# What you should do
In the article on CRISPR activation, which two autoimmunity risk loci did the researchers target?

# Excerpted text
NEW YORK (GenomeWeb) – A team led by researchers at the University of California, Berkeley and the University of California, San Francisco used CRISPR activation (CRISPRa) to identify enhancers of a gene that affects development of T cells, and thereby elucidate the occurrence of autoimmune disorders such as inflammatory bowel disease (IBD) and Crohn's disease.
In a study published today in Nature, Berkeley's Jacob Corn, UCSF's Alexander Marson, and their collaborators at the Broad Institute, Illumina, and elsewhere note that systematic mapping of enhancer function remains challenging "because of our limited understanding of the cellular contexts in which each enhancer contributes to gene regulation."
In order to understand the mechanisms by which non-coding genetic variation contributes to disease, the researchers developed an unbiased discovery platform to identify stimulus-responsive enhancers for a target gene independent of stimulus exposure. They used tiled CRISPRa to synthetically recruit a transcriptional activator to sites across large genomic regions surrounding two key autoimmunity risk loci: CD69 and IL2RA.
They then identified several CRISPRa Responsive Elements (CaREs) with chromatin features of stimulus-responsive enhancers, including an IL2RA enhancer that harbors an autoimmunity risk variant. And using engineered mouse models, they found that sequence perturbation of the disease-associated IL2RA enhancer delayed the timing of gene activation in response to specific extracellular signals.
"Functional enhancers can be mapped using Cas9-directed mutagenesis to disrupt genomic sequences, but this approach only identifies the subset of enhancers that are necessary in the particular cellular context being studied," the team wrote. "We hypothesized that recruitment of a strong transcriptional activator to an enhancer would be sufficient to drive target gene expression. This approach could 'fire' an enhancer that has been poised by the existing chromatin state, even if that enhancer is not currently active in the assayed cells. Compared to assays of chromatin accessibility or histone modification, this approach should be less dependent on the physiologic cellular context in which the enhancer functions."

# Raw data

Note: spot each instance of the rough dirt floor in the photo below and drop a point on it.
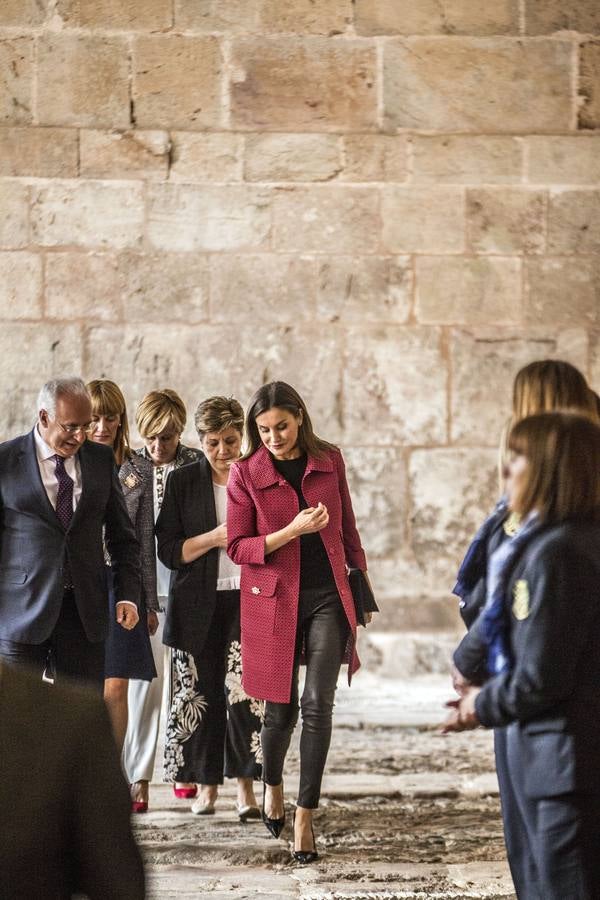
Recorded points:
(405, 813)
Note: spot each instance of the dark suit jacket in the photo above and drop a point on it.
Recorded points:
(64, 806)
(33, 544)
(188, 509)
(553, 688)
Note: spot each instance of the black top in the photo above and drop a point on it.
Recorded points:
(188, 509)
(315, 568)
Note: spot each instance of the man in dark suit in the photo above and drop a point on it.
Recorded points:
(59, 835)
(57, 491)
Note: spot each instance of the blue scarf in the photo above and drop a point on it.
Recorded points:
(494, 624)
(474, 565)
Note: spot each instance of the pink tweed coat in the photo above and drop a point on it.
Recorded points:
(260, 501)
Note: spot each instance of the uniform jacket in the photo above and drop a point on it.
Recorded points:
(553, 688)
(33, 544)
(260, 501)
(60, 838)
(188, 509)
(135, 476)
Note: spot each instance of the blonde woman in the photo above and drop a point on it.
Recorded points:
(160, 419)
(127, 653)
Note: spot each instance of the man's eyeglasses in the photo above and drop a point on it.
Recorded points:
(73, 429)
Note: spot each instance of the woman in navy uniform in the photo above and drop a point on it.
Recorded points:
(541, 630)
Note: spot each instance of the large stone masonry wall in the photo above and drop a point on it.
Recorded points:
(391, 204)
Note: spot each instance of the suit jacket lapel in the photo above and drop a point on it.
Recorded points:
(34, 478)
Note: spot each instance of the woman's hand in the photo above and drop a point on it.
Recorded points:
(309, 521)
(152, 620)
(220, 536)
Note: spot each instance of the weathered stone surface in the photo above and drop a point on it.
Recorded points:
(466, 159)
(452, 491)
(303, 84)
(374, 157)
(140, 357)
(305, 16)
(31, 13)
(292, 157)
(327, 219)
(589, 85)
(553, 15)
(423, 220)
(133, 287)
(83, 79)
(365, 289)
(564, 159)
(505, 220)
(14, 220)
(39, 152)
(52, 350)
(214, 15)
(460, 84)
(388, 372)
(377, 479)
(16, 80)
(88, 285)
(564, 291)
(434, 17)
(484, 364)
(459, 290)
(20, 285)
(574, 222)
(262, 288)
(88, 213)
(206, 157)
(131, 154)
(182, 217)
(177, 82)
(327, 17)
(146, 14)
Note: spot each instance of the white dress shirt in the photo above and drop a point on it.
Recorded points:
(47, 463)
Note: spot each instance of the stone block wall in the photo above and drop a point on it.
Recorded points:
(391, 204)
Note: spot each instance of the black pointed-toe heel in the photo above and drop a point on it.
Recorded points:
(306, 857)
(275, 826)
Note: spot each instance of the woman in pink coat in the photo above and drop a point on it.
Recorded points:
(291, 528)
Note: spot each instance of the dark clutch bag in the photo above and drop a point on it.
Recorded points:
(364, 601)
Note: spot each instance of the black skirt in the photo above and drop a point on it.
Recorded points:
(127, 654)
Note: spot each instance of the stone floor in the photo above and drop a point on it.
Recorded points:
(406, 812)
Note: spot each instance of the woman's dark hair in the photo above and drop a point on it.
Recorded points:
(278, 394)
(563, 455)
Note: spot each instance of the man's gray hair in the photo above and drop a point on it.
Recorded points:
(60, 387)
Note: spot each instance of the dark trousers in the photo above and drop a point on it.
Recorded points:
(213, 728)
(322, 632)
(67, 653)
(554, 854)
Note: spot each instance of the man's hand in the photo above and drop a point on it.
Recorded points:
(464, 715)
(127, 615)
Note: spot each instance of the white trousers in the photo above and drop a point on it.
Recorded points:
(146, 701)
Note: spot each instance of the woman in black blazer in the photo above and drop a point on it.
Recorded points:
(541, 630)
(213, 728)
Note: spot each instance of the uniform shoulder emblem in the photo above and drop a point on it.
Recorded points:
(521, 600)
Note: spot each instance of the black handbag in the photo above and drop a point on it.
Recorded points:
(364, 601)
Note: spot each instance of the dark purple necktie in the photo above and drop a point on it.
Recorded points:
(64, 499)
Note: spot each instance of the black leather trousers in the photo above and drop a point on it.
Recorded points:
(322, 632)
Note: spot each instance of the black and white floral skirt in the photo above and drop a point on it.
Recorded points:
(213, 727)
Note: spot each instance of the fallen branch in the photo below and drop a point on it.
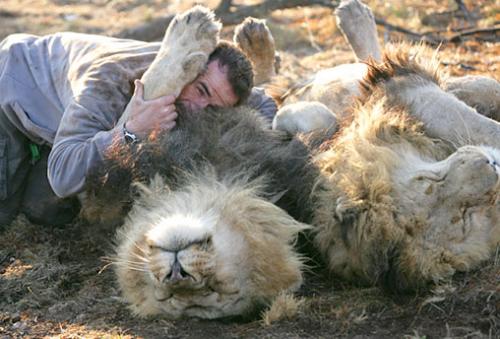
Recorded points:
(414, 36)
(231, 17)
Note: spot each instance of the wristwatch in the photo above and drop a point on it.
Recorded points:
(130, 138)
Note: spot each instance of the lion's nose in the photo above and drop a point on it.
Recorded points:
(176, 274)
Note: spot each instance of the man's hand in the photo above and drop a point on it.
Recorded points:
(147, 115)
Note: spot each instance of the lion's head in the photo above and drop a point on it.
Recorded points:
(211, 249)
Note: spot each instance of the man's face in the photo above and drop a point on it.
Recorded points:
(210, 88)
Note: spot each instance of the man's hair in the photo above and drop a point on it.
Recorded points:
(239, 68)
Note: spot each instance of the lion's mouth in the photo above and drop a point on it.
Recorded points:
(177, 274)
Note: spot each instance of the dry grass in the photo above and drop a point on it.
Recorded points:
(50, 279)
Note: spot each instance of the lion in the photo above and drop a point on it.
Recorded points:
(222, 199)
(211, 249)
(398, 206)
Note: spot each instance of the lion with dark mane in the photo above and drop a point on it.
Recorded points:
(213, 219)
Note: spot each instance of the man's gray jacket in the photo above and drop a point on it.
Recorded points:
(68, 90)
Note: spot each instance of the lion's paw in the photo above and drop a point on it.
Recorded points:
(188, 42)
(194, 31)
(254, 38)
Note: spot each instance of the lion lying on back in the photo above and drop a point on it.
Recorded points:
(397, 207)
(387, 203)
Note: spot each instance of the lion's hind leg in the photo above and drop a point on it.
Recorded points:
(254, 38)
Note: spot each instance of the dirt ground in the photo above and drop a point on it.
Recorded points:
(54, 282)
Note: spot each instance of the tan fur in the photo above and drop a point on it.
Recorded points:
(397, 207)
(188, 42)
(236, 248)
(289, 117)
(479, 92)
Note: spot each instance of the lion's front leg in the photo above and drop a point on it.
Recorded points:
(254, 38)
(188, 42)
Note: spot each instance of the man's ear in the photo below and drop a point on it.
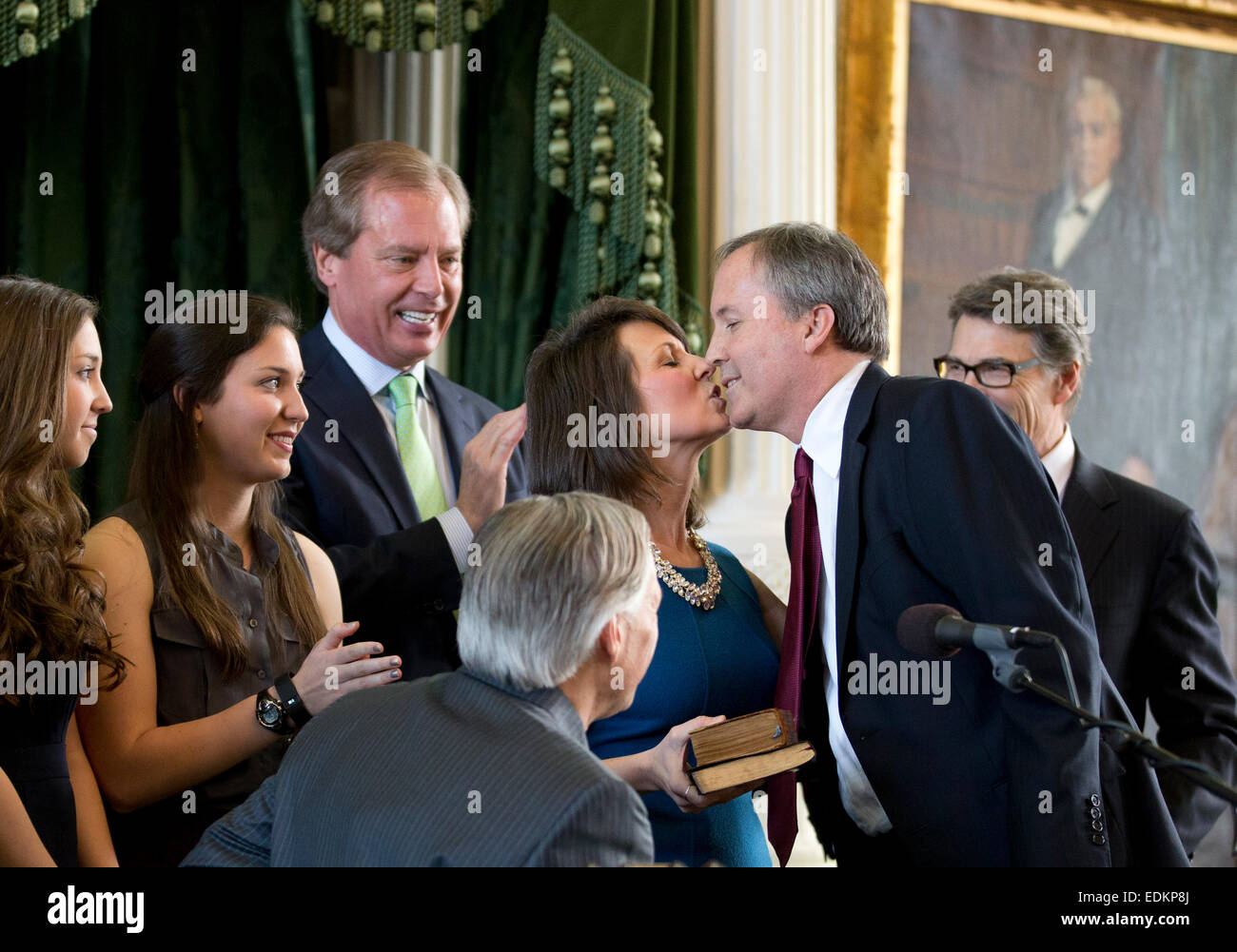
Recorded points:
(1067, 382)
(324, 263)
(611, 641)
(816, 324)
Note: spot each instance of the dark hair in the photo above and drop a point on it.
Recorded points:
(167, 469)
(1058, 338)
(807, 264)
(584, 365)
(48, 609)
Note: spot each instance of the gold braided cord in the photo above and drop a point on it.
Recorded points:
(28, 28)
(614, 242)
(396, 25)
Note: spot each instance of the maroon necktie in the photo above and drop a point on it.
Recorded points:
(800, 621)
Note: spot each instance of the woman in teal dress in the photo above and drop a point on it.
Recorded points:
(618, 406)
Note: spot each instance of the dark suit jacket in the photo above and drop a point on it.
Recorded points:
(941, 498)
(1153, 581)
(450, 770)
(396, 573)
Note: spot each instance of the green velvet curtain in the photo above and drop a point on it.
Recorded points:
(520, 250)
(160, 173)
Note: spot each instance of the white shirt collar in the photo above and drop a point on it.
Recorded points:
(1059, 461)
(1091, 201)
(823, 432)
(370, 371)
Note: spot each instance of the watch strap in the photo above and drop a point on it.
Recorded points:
(292, 704)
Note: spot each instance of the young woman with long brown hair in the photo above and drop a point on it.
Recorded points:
(209, 594)
(50, 398)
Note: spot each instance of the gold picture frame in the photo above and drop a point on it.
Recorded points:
(874, 36)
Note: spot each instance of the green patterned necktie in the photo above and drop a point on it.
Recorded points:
(415, 453)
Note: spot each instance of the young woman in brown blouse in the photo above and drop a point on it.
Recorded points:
(221, 607)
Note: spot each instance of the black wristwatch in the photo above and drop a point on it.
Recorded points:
(272, 715)
(292, 704)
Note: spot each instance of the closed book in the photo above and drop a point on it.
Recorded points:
(743, 736)
(757, 767)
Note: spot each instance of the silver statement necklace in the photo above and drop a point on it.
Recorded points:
(703, 596)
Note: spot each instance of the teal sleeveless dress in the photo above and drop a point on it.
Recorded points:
(720, 662)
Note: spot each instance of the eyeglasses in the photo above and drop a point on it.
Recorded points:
(989, 372)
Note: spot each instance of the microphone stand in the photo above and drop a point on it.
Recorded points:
(1015, 678)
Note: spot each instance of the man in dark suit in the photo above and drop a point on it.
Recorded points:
(895, 506)
(397, 466)
(486, 766)
(1150, 576)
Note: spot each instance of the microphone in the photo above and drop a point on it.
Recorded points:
(938, 631)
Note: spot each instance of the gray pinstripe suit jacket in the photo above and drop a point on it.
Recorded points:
(445, 770)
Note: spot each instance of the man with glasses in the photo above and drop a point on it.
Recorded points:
(1149, 573)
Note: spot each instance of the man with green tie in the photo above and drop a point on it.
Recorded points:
(397, 466)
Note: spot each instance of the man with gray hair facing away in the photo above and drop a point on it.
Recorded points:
(489, 765)
(1149, 573)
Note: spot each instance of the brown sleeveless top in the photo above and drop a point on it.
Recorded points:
(190, 684)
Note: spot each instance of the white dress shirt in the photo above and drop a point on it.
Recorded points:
(376, 376)
(823, 443)
(1059, 461)
(1071, 225)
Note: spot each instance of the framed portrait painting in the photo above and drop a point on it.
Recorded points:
(1092, 141)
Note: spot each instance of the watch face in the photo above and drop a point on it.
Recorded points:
(270, 713)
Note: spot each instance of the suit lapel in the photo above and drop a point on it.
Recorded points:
(849, 477)
(338, 395)
(457, 432)
(1089, 510)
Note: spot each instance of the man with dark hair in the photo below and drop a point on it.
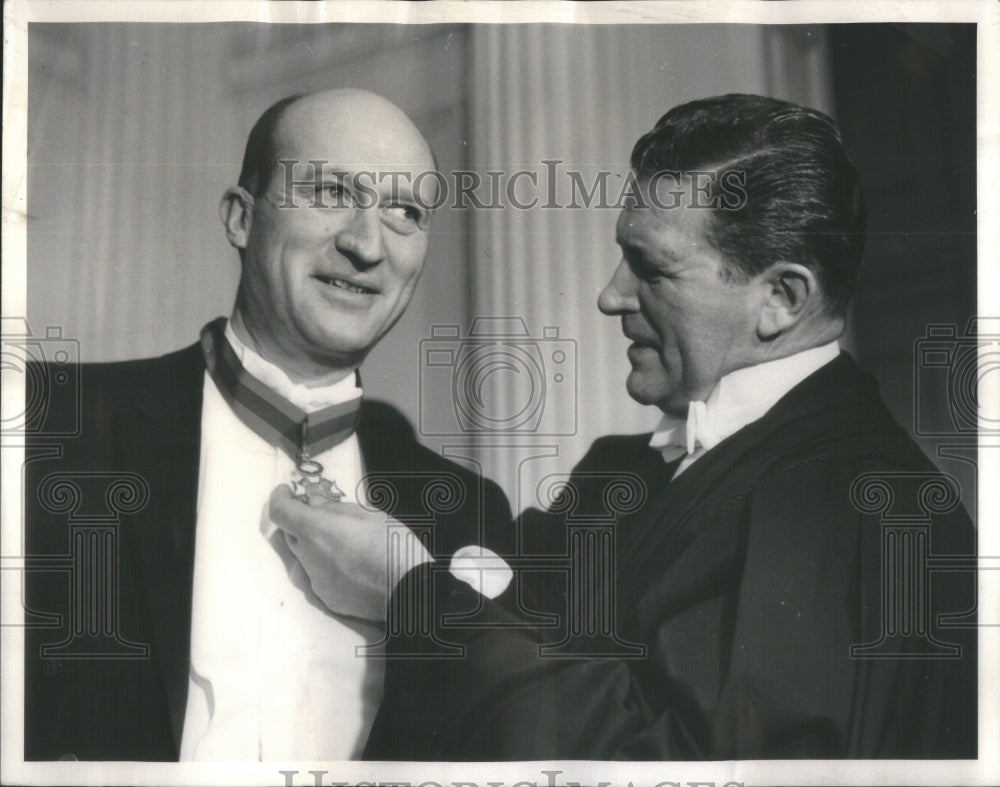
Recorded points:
(202, 638)
(746, 611)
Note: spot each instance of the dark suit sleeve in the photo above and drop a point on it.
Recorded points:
(809, 587)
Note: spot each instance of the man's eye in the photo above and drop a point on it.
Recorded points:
(405, 217)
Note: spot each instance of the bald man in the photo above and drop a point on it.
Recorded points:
(214, 644)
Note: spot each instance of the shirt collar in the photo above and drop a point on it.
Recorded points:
(302, 396)
(738, 399)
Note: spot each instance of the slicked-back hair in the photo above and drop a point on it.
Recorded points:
(804, 201)
(261, 156)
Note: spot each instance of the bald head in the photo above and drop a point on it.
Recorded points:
(311, 123)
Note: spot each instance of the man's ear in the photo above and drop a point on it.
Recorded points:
(236, 212)
(791, 292)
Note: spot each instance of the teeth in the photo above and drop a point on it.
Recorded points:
(343, 285)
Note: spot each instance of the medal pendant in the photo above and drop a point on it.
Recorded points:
(309, 485)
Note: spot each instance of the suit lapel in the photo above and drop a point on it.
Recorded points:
(669, 521)
(160, 439)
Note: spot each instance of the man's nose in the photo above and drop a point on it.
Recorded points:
(361, 239)
(619, 296)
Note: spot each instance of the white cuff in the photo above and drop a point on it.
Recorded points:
(483, 569)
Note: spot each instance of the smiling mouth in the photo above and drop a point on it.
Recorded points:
(343, 284)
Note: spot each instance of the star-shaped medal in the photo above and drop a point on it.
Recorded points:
(307, 488)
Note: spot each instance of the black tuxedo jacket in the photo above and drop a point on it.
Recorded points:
(748, 580)
(114, 508)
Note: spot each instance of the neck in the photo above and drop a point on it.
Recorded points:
(306, 372)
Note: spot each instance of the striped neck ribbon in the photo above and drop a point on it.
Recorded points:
(298, 433)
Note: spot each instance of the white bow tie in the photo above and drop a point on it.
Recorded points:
(677, 437)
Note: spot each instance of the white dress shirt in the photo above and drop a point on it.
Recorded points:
(738, 399)
(274, 674)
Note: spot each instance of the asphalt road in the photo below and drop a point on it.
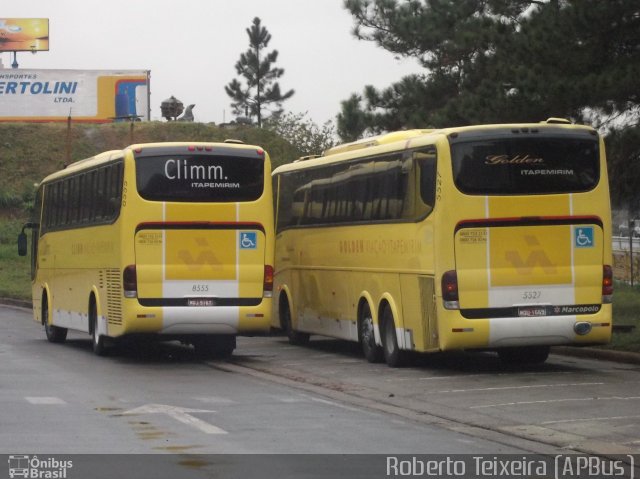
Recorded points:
(276, 399)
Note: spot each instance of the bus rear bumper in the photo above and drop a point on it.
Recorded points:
(462, 333)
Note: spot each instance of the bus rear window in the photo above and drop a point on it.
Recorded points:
(200, 177)
(522, 166)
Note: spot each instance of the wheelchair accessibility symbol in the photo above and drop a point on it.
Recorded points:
(583, 236)
(248, 240)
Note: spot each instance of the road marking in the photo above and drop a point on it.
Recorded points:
(588, 419)
(41, 400)
(214, 400)
(505, 388)
(547, 401)
(179, 414)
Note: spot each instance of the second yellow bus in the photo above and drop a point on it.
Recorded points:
(484, 237)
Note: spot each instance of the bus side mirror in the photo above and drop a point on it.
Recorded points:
(22, 243)
(22, 238)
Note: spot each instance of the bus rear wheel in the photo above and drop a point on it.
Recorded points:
(296, 338)
(54, 334)
(393, 355)
(372, 352)
(524, 355)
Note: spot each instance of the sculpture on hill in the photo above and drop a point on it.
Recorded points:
(188, 114)
(171, 108)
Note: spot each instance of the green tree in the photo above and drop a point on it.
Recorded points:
(353, 121)
(261, 90)
(503, 60)
(302, 132)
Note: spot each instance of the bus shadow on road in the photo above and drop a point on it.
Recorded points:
(349, 354)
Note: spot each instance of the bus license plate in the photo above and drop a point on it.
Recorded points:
(532, 312)
(201, 302)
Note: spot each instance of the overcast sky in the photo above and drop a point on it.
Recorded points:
(191, 47)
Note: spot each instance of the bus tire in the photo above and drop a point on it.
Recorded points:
(219, 346)
(296, 338)
(393, 355)
(54, 334)
(98, 341)
(524, 355)
(372, 352)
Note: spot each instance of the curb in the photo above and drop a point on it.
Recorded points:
(601, 354)
(18, 303)
(592, 353)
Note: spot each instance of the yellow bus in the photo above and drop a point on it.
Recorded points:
(171, 240)
(489, 237)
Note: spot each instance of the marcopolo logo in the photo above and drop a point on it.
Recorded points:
(33, 467)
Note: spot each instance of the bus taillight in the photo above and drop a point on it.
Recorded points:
(607, 284)
(268, 281)
(130, 281)
(450, 290)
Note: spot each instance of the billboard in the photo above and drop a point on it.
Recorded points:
(24, 34)
(98, 96)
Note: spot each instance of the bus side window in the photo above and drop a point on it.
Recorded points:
(426, 161)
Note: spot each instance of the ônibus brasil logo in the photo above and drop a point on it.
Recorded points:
(33, 467)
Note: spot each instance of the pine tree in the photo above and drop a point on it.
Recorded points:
(261, 90)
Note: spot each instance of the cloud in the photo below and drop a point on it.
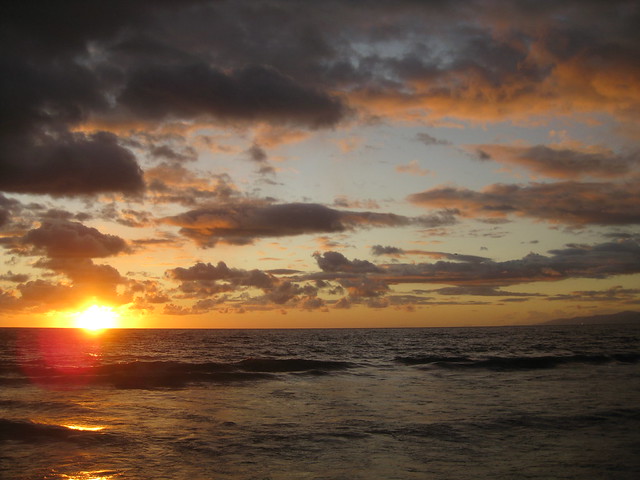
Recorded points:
(251, 93)
(575, 261)
(482, 291)
(572, 203)
(425, 138)
(63, 239)
(67, 165)
(336, 262)
(204, 279)
(413, 168)
(562, 163)
(242, 223)
(378, 250)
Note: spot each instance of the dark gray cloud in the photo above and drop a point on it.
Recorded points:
(242, 223)
(248, 94)
(571, 203)
(63, 239)
(67, 165)
(424, 137)
(576, 261)
(336, 262)
(562, 162)
(483, 276)
(205, 279)
(388, 250)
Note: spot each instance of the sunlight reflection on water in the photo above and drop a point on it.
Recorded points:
(84, 428)
(96, 475)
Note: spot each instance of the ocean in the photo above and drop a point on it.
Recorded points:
(531, 402)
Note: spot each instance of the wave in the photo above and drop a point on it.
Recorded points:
(515, 362)
(172, 374)
(28, 431)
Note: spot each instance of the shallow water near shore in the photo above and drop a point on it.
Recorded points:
(545, 402)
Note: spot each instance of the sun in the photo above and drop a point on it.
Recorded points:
(96, 318)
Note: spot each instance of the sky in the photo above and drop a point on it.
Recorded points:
(283, 164)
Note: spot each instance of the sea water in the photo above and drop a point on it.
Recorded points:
(543, 402)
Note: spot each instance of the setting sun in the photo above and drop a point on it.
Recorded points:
(97, 317)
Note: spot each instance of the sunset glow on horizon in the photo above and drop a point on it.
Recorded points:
(273, 164)
(96, 318)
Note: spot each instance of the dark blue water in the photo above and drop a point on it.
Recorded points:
(544, 402)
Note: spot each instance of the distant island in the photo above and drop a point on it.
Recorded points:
(610, 319)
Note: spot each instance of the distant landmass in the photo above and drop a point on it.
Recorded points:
(610, 319)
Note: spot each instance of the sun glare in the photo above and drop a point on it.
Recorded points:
(96, 318)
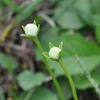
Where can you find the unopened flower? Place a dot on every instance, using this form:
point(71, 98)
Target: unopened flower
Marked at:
point(54, 52)
point(31, 30)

# Exercise response
CD69 and IL2RA